↓↓↓

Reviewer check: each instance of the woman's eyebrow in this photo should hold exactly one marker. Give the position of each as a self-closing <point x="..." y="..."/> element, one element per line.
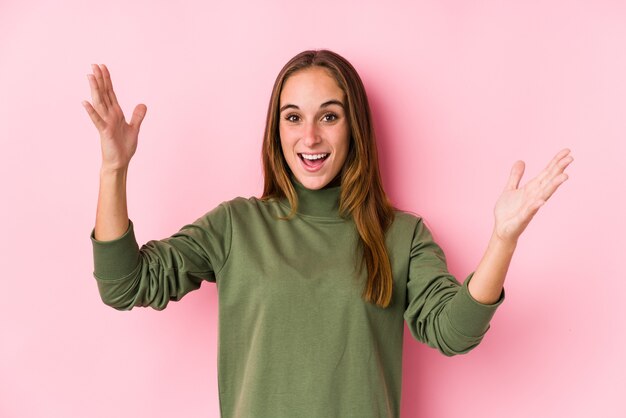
<point x="325" y="104"/>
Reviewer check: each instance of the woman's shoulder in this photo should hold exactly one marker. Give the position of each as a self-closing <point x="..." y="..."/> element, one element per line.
<point x="406" y="218"/>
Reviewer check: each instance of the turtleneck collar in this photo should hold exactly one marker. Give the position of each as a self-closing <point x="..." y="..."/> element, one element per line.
<point x="323" y="203"/>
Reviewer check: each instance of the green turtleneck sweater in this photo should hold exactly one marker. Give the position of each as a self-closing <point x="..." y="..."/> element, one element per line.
<point x="295" y="337"/>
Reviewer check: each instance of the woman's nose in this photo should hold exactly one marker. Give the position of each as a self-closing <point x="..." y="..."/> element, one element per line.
<point x="311" y="135"/>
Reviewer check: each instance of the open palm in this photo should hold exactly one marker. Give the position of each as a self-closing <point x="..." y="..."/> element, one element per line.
<point x="118" y="138"/>
<point x="518" y="205"/>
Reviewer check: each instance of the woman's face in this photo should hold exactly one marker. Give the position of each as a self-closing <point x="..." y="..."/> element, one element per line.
<point x="314" y="130"/>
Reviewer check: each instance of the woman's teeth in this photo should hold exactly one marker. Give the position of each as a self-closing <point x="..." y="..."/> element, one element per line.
<point x="312" y="157"/>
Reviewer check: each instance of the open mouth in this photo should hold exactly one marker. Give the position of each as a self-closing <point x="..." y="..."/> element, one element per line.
<point x="313" y="160"/>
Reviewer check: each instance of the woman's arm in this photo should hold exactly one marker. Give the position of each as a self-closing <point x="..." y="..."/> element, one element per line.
<point x="118" y="141"/>
<point x="513" y="212"/>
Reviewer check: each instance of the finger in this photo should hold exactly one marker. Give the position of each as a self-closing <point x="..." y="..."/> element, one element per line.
<point x="95" y="117"/>
<point x="97" y="72"/>
<point x="108" y="85"/>
<point x="556" y="170"/>
<point x="534" y="208"/>
<point x="553" y="164"/>
<point x="516" y="175"/>
<point x="96" y="96"/>
<point x="553" y="185"/>
<point x="138" y="114"/>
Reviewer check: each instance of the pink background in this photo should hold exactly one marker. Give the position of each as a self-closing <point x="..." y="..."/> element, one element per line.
<point x="459" y="90"/>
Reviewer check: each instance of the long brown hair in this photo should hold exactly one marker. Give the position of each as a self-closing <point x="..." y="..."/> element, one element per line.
<point x="362" y="194"/>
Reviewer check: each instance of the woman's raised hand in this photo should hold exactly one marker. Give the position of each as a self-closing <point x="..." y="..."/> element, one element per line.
<point x="118" y="138"/>
<point x="517" y="205"/>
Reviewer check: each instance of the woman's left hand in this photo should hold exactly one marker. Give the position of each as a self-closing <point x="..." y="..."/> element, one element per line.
<point x="518" y="205"/>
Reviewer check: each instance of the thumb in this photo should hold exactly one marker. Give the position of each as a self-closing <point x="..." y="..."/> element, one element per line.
<point x="138" y="114"/>
<point x="516" y="175"/>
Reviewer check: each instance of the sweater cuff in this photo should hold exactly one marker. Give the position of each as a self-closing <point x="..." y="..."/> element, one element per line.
<point x="117" y="258"/>
<point x="468" y="316"/>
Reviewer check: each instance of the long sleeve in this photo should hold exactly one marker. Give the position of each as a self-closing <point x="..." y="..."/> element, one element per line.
<point x="164" y="270"/>
<point x="440" y="311"/>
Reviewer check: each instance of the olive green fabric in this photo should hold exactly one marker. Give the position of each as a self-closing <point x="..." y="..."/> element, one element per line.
<point x="295" y="337"/>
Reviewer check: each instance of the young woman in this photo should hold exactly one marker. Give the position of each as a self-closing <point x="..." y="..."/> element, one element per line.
<point x="315" y="278"/>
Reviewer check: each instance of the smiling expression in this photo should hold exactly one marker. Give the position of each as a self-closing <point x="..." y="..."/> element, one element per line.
<point x="313" y="127"/>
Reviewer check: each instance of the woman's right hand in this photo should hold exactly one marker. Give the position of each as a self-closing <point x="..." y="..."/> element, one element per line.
<point x="118" y="138"/>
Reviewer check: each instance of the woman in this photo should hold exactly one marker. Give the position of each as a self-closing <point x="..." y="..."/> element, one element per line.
<point x="316" y="277"/>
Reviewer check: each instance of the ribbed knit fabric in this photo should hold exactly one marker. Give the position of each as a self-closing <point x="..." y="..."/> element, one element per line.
<point x="295" y="337"/>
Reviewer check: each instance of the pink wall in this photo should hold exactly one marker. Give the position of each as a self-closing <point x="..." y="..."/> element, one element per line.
<point x="459" y="90"/>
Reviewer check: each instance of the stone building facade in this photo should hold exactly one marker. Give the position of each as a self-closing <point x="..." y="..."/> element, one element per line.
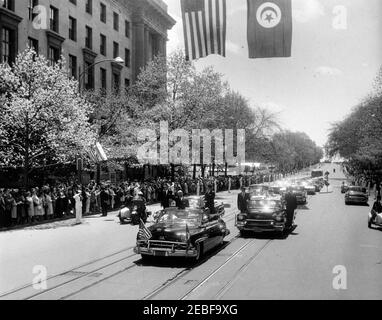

↑↑↑

PROBLEM TO WORK ON: Locate each line in the listing above that contains the word "fabric" and copy those lines out.

WRITTEN SOLUTION:
Reviewer check: each instance of the olive green fabric in this photo should hold exactly one marker. Give the position of each as a self-closing <point x="..." y="..."/> element, one element per line.
Reviewer check: each instance of the ribbed knit fabric in this photo should hold exactly one marker. Give the position of each as a self-closing <point x="..." y="..."/> element, one element per line.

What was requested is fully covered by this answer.